§ **Records**
-=-=-=-=-
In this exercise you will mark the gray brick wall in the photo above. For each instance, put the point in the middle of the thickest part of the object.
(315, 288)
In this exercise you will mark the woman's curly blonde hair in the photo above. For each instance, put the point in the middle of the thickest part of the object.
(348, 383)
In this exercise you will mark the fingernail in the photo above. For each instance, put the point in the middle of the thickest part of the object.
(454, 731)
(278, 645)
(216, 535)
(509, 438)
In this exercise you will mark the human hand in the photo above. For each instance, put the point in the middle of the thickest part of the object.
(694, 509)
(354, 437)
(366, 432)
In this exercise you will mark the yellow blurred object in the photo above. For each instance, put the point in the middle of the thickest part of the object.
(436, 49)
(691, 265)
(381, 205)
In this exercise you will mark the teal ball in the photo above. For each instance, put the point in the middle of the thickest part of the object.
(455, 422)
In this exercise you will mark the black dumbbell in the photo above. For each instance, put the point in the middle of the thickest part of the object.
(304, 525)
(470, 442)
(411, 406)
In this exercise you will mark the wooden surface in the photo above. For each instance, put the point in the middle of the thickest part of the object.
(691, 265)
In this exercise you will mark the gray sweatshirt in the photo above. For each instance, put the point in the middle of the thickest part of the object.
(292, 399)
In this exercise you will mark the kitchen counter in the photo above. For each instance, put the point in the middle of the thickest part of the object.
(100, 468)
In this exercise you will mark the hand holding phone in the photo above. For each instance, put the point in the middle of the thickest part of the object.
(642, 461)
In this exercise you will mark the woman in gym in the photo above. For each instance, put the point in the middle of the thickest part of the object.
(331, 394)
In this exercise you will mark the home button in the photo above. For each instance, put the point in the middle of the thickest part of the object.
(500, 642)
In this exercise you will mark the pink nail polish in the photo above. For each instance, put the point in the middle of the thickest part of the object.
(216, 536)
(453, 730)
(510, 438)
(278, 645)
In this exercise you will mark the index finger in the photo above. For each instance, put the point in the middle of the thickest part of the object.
-=-=-=-=-
§ **What is being asked**
Reproduce every line of the data above word for word, from first to last, with nothing left out.

§ **Solution to the exercise**
In this exercise you will mark the gray brick wall in the photo above. For each instance, put the point in the middle of the thickest part of the object.
(315, 288)
In this exercise you will mark the woman's curly blonde hair in the photo above. For each instance, put the point in the middle of the thickest part of the object.
(348, 383)
In this exercise you will mark the fingernail in the photo above. For each instance, put the point in the middle of the thickest part of the object.
(454, 731)
(278, 645)
(216, 535)
(509, 438)
In this exercise you will mark the human hand in the photo above. For each instance, put the point in the middle of the thickest part of the object.
(694, 509)
(354, 437)
(366, 432)
In this exercise you will mark the yellow blurred object in the photo above. For each instance, put the point in the middle of the thickest part of the object.
(436, 49)
(691, 265)
(381, 205)
In this exercise you will mark the teal ball in the photo above. For each instance, put the point in the middle of the thickest part of the object.
(455, 422)
In this exercise you will mark the black dumbbell in the photo above. For each instance, put the point in the middle of the thickest part of the object.
(304, 525)
(470, 442)
(411, 406)
In this exercise you will mark the wooden surface in the photo above. For each instance, put the point in the middle of the thickest part of the object.
(691, 265)
In this exercise you will mark the gray sweatshirt in the photo above. For each instance, put the point in the middle of the thickest part of the object.
(292, 399)
In this exercise you will mark the kitchen counter in the photo above. For each instance, put the point in the middle of the thickest part of the object.
(100, 468)
In this exercise you will mark the hand holding phone in the photo above. For each instance, put the point in the middle of the thickest part of the object.
(642, 461)
In this exercise you will mark the woman in gym in the photo above. For each instance, put the point in the middle of the thickest part of the object.
(331, 394)
In this exercise you will mark the home button in the photo above. For each instance, put the point in the middle of the thickest part of the object.
(500, 642)
In this exercise you will mark the pink nail polish in the photo above. For each instance, put the point in the middle of the thickest part of the object.
(216, 536)
(453, 730)
(510, 438)
(278, 645)
In this exercise you will mark the index finger in the photo above. For each instance, put the point in the middle of the thickest part of the object.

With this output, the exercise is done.